[Supplied passage]
## START

Sparc64 doesn't care about you, and you shouldn't care about Sparc64

Tue Nov 17 07:06:39 UTC 2015

> On Nov 16, 2015, at 11:44 PM, Alfred Perlstein <bright at mu.org> wrote:
> 
> Warner, thanks for addressing this email.  I think I wasn't clear which lead to some misunderstanding.  I'll keep this reply succinct and the rest of it inline.  Please don't take the succinctness as anything other than getting to the point.
> 
> On 11/16/15 10:22 PM, Warner Losh wrote:
>> 
>> 
>> On Mon, Nov 16, 2015 at 6:53 PM, Alfred Perlstein <bright at mu.org> wrote:
>> 
>> 
>> 
>> On 11/14/15 9:16 AM, Warner Losh wrote:
>> On Fri, Nov 13, 2015 at 11:15 PM, Elizabeth Myers <elizabeth at interlinked.me>
>> wrote:
>> 
>> You are seriously going to use "we're not NetBSD" as an argument?
>> 
>> You noticed I didn't reply to it. The argument is completely lame. FreeBSD
>> runs
>> today in a variety of markets. Some new, some not so new. The thing that
>> makes
>> each of these areas unique is that there's a thriving community around them,
>> FreeBSD still runs well enough on these machines to get something done, and
>> when things break, they get fixed in a timely manner.
>> 
>> Alpha was removed because it got broken by some changes, and stayed broken
>> for a long time despite repeated requests to fix it. Sparc64 is on the cusp
>> of that:
>> some minor things are broken, but have been fixed. The current crisis is
>> due to
>> the end of life of gcc in the tree and its fallout coupled with some
>> neglect of the
>> port due to time constraints.
>> 
>> At first I was all for removal. With more data, I'm less sure. If the
>> promises are kept
>> made in this thread, it looks to remain viable for a while, though the lack
>> of a
>> qemu-user solution means that packages for a slow platform (where they are
>> really quite useful) will remain limited. Maybe there's enough hardware
>> around
>> that third-party pkg repos can fill the gap, maybe not. I think we should
>> experiment
>> with this model and see what it produces. Give the branching of 11 as the
>> deadline
>> to show something viable...
>> 
>> One of the things I never understood about FreeBSD's method of maintaining a port was the way the platform porting was done.  We really do things in a different manner than what my perception of other OSes is.
>> 
>> My impression (please do correct me if I'm wrong) was that other OSes such as NetBSD and Linux had "platform maintainers".
>> 
>> These maintainers were around to:
>> 1) keep the ship sailing on those platforms
>> 2) guide the general code base from becoming non-portable to other architectures (within reason).
>> 3) drive the release of the architecture in question, helping the release engineer with image building and release testing.
>> 
>> For point 1 above, what that meant to me was that let's say Linus or NetBSD in general wanted to do a major or minor change on a tier 1 platform, then it was the responsibility of the *platform maintainers* to do the work on the non tier-1 platforms to keep them up to date.  Those "platform maintainers" kept those ships sailing and in return they got to be called "the $arch maintainer" which looks plenty good on a resume and also feels good for those that get excited for status.
>> 
>> I'm not sure how the people that actually take care of these things on FreeBSD differ.  There are people
>> recognized as go-to people for the different ports that are fairly active in the on-going issues that come
>> up with kernel code. Userland code doesn't seem to matter that much given the platforms we support.

## END

Part of a data file:

## START

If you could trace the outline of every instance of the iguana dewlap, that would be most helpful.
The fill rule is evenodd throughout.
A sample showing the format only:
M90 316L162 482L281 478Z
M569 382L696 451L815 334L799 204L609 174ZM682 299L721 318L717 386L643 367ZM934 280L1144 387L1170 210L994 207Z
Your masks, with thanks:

## END

[Aim of the exercise]
In the Sparc64 thread, what deadline does Warner Losh propose for showing something viable?

[Answer to the problem]
The branching of 11.